**REQUIRED TASK:**
Show each line of the records below that contains the word "tile", copying every such line in full. Matches must have the same letter case.

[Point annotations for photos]
»»

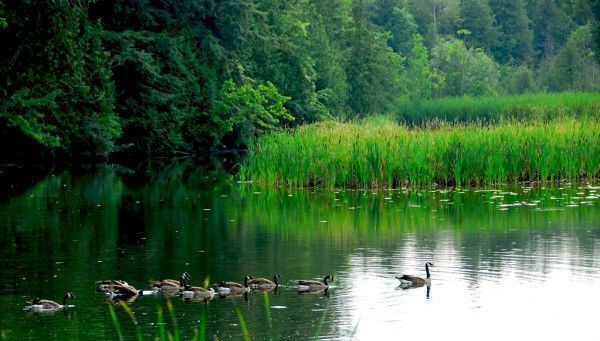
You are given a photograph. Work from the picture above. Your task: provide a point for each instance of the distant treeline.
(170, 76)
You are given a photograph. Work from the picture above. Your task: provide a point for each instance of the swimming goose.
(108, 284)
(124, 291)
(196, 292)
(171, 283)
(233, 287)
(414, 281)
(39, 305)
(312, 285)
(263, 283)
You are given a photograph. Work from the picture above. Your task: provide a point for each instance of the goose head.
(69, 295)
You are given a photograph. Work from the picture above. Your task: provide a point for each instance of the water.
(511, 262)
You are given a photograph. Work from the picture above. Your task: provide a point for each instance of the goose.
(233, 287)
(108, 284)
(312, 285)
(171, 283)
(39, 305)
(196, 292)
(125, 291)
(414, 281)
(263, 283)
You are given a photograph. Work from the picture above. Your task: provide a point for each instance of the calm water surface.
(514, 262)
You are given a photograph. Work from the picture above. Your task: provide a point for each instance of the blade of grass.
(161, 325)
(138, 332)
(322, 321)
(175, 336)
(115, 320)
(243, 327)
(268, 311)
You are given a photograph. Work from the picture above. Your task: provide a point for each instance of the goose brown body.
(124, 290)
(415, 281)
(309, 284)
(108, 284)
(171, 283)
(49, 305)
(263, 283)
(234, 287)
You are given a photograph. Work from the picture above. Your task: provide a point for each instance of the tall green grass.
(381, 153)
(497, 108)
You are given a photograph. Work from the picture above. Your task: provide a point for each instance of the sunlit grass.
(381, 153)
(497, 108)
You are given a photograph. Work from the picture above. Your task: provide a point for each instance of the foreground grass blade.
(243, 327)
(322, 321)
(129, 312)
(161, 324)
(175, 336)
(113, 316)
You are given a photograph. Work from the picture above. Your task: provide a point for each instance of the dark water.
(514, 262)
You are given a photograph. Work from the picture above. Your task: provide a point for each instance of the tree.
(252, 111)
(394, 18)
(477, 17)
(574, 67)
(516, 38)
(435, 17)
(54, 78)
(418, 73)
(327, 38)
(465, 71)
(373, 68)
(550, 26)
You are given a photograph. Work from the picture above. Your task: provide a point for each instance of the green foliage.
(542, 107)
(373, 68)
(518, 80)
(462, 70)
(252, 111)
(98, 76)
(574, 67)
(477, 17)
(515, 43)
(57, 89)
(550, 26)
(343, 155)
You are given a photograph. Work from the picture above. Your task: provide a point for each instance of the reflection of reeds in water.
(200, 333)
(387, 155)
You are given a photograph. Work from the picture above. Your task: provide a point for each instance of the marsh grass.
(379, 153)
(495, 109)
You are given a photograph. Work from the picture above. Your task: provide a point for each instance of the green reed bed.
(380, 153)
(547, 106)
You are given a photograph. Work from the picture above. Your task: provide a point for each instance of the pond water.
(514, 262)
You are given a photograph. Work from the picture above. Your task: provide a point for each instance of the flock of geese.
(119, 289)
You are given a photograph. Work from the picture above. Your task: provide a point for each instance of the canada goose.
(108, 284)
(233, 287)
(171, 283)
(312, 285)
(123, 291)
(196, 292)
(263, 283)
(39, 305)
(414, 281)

««
»»

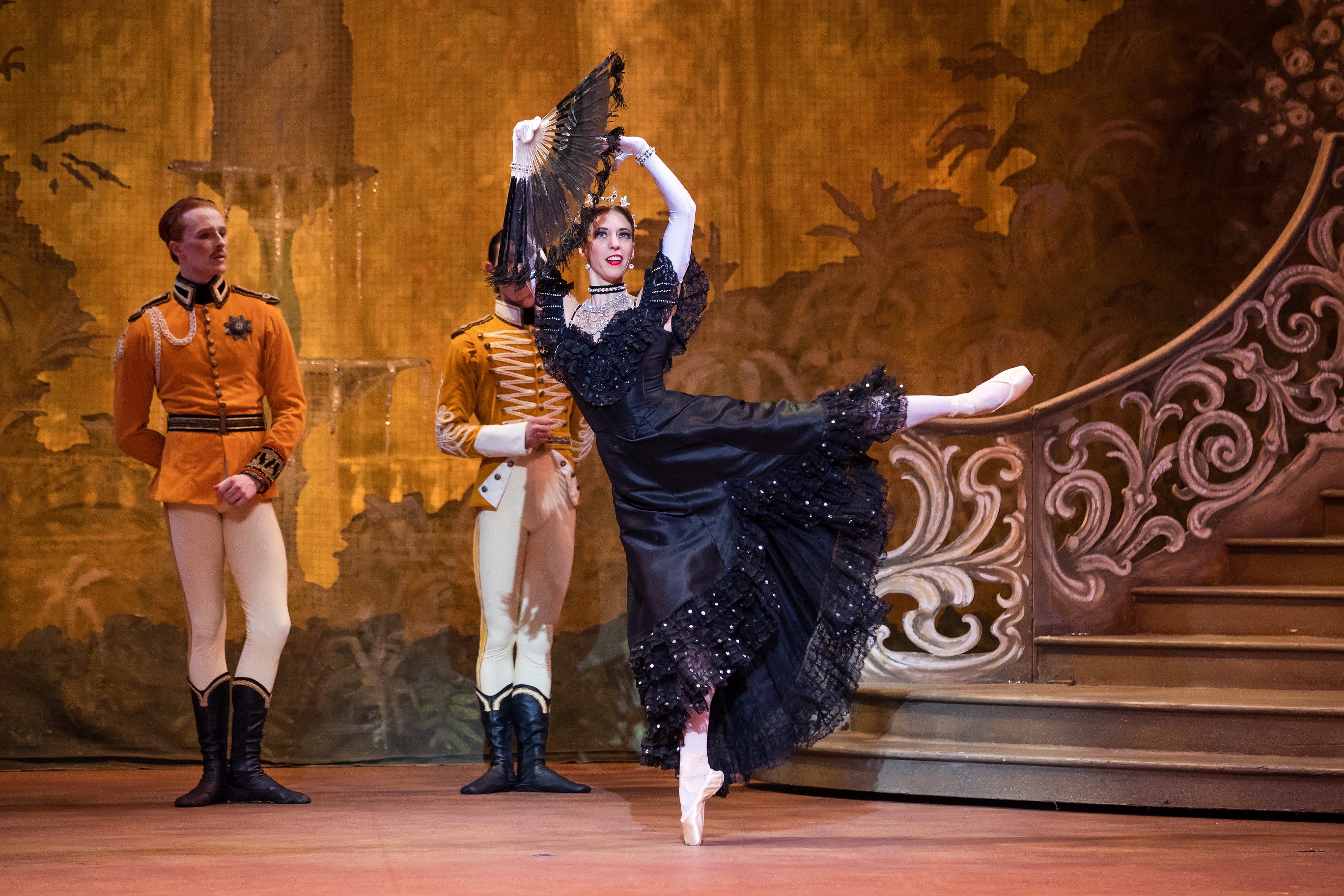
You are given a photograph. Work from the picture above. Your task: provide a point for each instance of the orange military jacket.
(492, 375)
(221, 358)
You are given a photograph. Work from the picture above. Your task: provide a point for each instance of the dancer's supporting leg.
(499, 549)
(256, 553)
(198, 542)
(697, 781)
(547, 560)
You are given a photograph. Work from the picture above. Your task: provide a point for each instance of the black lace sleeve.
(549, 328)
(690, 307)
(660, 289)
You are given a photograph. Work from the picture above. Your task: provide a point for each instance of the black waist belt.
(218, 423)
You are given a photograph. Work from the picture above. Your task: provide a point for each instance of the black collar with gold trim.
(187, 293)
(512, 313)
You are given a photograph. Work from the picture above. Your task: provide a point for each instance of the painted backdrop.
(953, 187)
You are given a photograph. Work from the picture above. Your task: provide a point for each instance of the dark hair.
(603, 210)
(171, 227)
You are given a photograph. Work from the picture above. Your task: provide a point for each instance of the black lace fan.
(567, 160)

««
»»

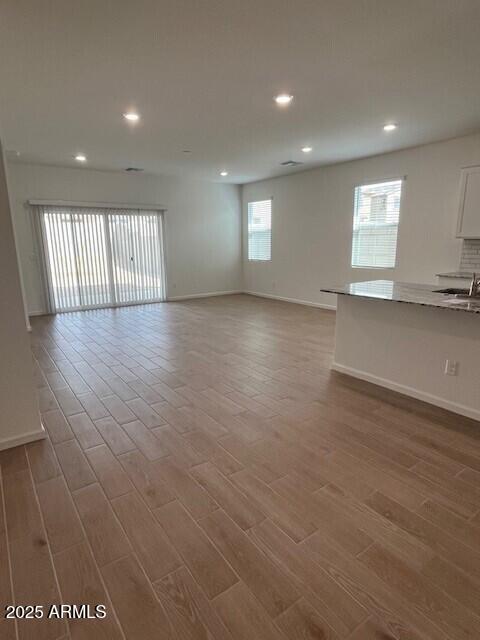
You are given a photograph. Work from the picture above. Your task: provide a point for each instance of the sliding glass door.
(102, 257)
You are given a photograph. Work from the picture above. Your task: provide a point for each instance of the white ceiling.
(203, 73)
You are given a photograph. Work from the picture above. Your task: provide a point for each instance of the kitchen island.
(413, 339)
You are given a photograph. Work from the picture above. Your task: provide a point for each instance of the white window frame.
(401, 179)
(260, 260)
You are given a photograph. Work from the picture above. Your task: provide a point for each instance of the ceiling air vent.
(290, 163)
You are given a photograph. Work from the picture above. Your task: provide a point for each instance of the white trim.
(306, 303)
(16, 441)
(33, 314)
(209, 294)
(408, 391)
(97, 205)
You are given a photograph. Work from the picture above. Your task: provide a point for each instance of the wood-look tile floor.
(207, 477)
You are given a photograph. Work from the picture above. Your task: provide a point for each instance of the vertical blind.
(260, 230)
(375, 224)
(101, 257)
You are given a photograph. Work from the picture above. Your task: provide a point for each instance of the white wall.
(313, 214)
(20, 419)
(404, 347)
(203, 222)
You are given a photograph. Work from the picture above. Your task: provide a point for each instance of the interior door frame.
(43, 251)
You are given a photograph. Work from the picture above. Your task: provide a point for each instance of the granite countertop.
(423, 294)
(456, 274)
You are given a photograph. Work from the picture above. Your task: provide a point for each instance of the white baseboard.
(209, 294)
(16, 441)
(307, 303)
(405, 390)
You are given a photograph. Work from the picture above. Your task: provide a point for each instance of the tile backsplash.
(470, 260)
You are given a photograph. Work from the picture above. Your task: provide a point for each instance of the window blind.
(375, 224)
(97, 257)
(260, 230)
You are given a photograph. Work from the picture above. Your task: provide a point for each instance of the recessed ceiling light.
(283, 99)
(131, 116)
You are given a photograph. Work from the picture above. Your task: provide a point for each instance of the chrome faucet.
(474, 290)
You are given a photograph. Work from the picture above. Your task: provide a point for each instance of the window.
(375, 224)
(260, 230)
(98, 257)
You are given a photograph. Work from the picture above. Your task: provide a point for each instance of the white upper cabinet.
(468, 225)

««

**RESPONSE:**
You are given a photograph. Work from the picture above. Your task: provide a point for each instance of the wood-look tile floor.
You are given a photograph. Work from the picture above. Your task: provide a point for each instance of the tile backsplash.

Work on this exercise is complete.